WHAT YOU HAVE TO DO: Write out every entry once more, character for character.

MATERIAL SUPPLIED Start Marker

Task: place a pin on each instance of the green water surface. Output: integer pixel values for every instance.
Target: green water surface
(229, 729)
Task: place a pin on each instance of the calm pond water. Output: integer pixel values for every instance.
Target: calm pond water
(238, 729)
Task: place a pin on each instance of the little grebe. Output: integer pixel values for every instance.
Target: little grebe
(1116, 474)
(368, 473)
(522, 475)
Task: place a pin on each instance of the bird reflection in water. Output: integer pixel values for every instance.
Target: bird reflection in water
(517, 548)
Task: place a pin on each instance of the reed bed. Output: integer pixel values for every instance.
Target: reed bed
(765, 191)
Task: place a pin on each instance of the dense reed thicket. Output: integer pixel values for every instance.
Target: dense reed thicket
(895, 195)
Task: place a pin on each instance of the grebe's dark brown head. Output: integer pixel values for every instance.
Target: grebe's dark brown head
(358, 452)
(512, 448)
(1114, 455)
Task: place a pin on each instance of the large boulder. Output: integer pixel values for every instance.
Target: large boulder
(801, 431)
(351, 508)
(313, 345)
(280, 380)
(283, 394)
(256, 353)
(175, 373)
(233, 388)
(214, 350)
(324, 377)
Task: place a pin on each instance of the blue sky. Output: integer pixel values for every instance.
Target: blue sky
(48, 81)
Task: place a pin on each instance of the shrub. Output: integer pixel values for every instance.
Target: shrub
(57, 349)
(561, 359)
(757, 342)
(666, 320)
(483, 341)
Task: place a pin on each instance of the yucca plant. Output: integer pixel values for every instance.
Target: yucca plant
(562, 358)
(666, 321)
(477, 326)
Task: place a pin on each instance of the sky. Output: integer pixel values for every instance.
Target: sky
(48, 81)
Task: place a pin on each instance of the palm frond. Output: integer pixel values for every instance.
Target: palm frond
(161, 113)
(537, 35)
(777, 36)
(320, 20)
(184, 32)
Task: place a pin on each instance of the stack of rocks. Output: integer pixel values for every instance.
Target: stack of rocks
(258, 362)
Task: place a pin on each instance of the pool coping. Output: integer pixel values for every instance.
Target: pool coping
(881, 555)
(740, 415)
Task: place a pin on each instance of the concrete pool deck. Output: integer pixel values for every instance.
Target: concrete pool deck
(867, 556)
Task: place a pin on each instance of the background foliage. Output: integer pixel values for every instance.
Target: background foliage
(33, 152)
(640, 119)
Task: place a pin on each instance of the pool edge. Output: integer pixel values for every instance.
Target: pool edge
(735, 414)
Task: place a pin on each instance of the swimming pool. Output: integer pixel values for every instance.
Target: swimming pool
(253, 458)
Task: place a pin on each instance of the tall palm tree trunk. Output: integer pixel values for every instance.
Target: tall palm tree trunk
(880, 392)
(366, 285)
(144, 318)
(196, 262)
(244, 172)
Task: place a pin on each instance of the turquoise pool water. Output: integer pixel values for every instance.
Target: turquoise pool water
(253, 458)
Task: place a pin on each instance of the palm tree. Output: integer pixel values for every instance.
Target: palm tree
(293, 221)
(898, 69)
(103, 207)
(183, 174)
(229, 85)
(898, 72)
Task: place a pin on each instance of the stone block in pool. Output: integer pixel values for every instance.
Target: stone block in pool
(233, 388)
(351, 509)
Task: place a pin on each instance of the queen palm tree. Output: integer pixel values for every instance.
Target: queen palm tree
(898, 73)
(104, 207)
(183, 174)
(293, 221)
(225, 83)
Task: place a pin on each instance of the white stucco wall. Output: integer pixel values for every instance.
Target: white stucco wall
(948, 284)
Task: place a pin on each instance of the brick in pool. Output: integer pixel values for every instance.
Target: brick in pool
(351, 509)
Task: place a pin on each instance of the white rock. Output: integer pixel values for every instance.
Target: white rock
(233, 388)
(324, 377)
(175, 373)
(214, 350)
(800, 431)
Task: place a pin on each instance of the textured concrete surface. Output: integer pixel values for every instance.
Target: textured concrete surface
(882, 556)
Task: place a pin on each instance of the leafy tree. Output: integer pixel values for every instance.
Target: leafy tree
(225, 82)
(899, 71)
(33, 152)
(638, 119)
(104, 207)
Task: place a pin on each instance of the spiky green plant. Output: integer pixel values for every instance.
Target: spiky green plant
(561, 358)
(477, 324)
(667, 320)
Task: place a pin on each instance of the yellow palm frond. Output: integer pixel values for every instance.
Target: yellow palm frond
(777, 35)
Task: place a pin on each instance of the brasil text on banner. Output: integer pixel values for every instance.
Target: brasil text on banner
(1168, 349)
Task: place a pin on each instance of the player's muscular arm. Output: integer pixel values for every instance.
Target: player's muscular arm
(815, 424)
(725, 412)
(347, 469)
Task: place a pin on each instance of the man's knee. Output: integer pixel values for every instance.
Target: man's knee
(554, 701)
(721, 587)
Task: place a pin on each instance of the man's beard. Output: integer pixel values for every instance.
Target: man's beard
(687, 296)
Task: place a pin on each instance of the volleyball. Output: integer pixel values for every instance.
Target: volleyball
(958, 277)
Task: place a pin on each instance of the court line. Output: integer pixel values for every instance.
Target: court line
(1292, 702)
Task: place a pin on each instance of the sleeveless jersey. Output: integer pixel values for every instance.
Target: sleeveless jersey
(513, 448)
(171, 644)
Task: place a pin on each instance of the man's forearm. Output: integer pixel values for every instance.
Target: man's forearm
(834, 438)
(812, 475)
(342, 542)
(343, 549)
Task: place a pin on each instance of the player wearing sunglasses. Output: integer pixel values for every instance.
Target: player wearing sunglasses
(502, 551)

MATERIAL SUPPLIED End Marker

TASK RESPONSE:
Task: place a pin on each instance of the green water surface. Output: integer pixel values for every instance.
Target: green water surface
(229, 729)
Task: place a pin on each instance of the calm pond water. Output: integer pixel values for every instance.
Target: calm pond water
(238, 729)
Task: place a pin on each instance of the little grebe. Output: integer pixel values for every instance.
Target: little grebe
(1116, 474)
(368, 473)
(522, 475)
Task: place a pin on each instance of the bird reflection in water. Output: integer pixel values for every instance.
Target: bird reflection in water
(517, 548)
Task: place a pin on each instance of the reed bed. Output: integer pixel values for every instance.
Target: reed bed
(765, 191)
Task: place a pin on each instance of the dense reed thicket. Output: integer pixel values for every instance.
Target: dense reed thicket
(895, 195)
Task: place a pin on each instance of the grebe's dark brown head. Output: integer pixel values for every instance.
Target: grebe's dark brown head
(358, 452)
(512, 448)
(1114, 455)
Task: place a pin on each instance of the large boulder. Output: integer pixel values for every instance.
Target: large boulder
(801, 431)
(351, 508)
(313, 345)
(280, 380)
(283, 394)
(256, 353)
(175, 373)
(233, 388)
(214, 350)
(324, 377)
Task: place a pin on each instance of the blue sky. Output: integer pixel values for every instance.
Target: blue sky
(48, 81)
Task: place a pin on each instance of the shrub. Output: integer pixel values for every instance.
Target: shrub
(57, 349)
(561, 359)
(757, 342)
(666, 320)
(483, 341)
Task: place a pin on each instance of the yucca plant. Output: integer pixel values for every instance.
Target: yucca plant
(562, 358)
(666, 321)
(477, 326)
Task: place a pin on each instance of the sky. Output: integer pixel values for every instance.
Target: sky
(48, 81)
Task: place a pin on each instance of the palm frond. Output: integer pixel values for every instance.
Target: palm frond
(161, 113)
(537, 35)
(777, 36)
(320, 20)
(184, 32)
Task: place a pin on each instance of the stack of rocks. Output: integer pixel values for every instance.
Target: stack of rocks
(258, 362)
Task: place a pin on each instance of the pool coping. Output: integer pixel values for every instance.
Target: pool coping
(881, 555)
(740, 415)
Task: place a pin on each instance of the concrete pool deck. Output: integer pixel values for every instance.
Target: concrete pool deck
(867, 556)
Task: place a pin on each instance of the background foliage. Output: integer pixel values for every instance.
Target: background foliage
(33, 152)
(640, 119)
Task: place a pin on each instance of the pool edge. Output: integer pixel values for every instance.
Target: pool edge
(735, 414)
Task: place a pin on each instance of the swimming pool. Output: integer pixel values for every instance.
Target: swimming pool
(253, 458)
Task: place a pin on each instance of the tall palm tree trunk. Output: integer pixel values for every instance.
Target: tall palm tree trunk
(880, 392)
(366, 285)
(144, 318)
(196, 262)
(244, 172)
Task: place a pin on each instance of the turquoise pool water. Output: integer pixel values for every instance.
Target: turquoise pool water
(253, 458)
Task: place a pin on each instance of the palm tree. Output: integer pixel values for every instance.
Target: palm tree
(293, 221)
(898, 69)
(103, 207)
(183, 174)
(229, 85)
(898, 72)
Task: place a pin on each instance of the stone block in pool. Output: integer pixel values for every instance.
Target: stone block in pool
(233, 388)
(351, 509)
Task: place a pin on each instance of the queen palm tree. Output: integer pixel values for every instance.
Target: queen palm tree
(898, 73)
(104, 207)
(183, 174)
(293, 221)
(225, 83)
Task: place a pin on each instance of the white stucco wall. Output: integer pixel values for every instance.
Target: white stucco wall
(948, 284)
Task: place a pin on each instance of the brick in pool. Output: integer pixel values for every instance.
Target: brick in pool
(351, 509)
Task: place a pin on each instance of the white rock. Output: integer pixel values for every instance.
Target: white rock
(233, 388)
(324, 377)
(175, 373)
(214, 350)
(800, 431)
Task: place a pin on each instance of the textured concrete surface. Output: integer pixel values for every instance.
Target: textured concrete surface
(882, 556)
Task: place a pin on each instance of the leafy tree. Output: integer pixel values for every instance.
Target: leafy tree
(225, 82)
(899, 71)
(33, 152)
(638, 119)
(104, 207)
Task: place a pin on each instance of the spiky green plant. Output: integer pixel values for every instance.
Target: spiky green plant
(561, 358)
(477, 324)
(667, 320)
Task: place a pin on each instance of the yellow palm frond. Output: integer pixel values for every instance.
Target: yellow palm frond
(777, 35)
Task: place a pin on each instance of the brasil text on banner. Output: integer pixel values for every instance.
Target: brasil text on banner
(1168, 349)
Task: place a pin on each instance of the player's muscular arm. Output: integer pixel values for every instance.
Target: player's muscular arm
(815, 424)
(725, 412)
(347, 469)
Task: place a pin on each instance of the man's knee. Output: integer pixel values for every instance.
Target: man's knee
(554, 701)
(721, 587)
Task: place a pin on each instance of the man's beard. Output: integer pixel values for every instance.
Target: man's beard
(687, 296)
Task: place a pin on each instance of the volleyball. Output: integer pixel values for every instance.
Target: volleyball
(958, 277)
Task: place a pin on each instance of the court line. Output: integer pixel values for every instance.
Target: court line
(1292, 702)
Task: place a pin on each instance of the sleeveless jersey. Output: integer pixel values for every instance.
Target: sleeveless jersey
(513, 448)
(171, 644)
Task: place a pin on each instance of the man's forearm. Output: integer pixel values for every instance.
Target: man's forearm
(834, 438)
(812, 475)
(342, 542)
(343, 549)
Task: place a pin on each instance of the player wearing sunglasses. Output: integer pixel values for every instance.
Target: player wearing sunglasses
(502, 551)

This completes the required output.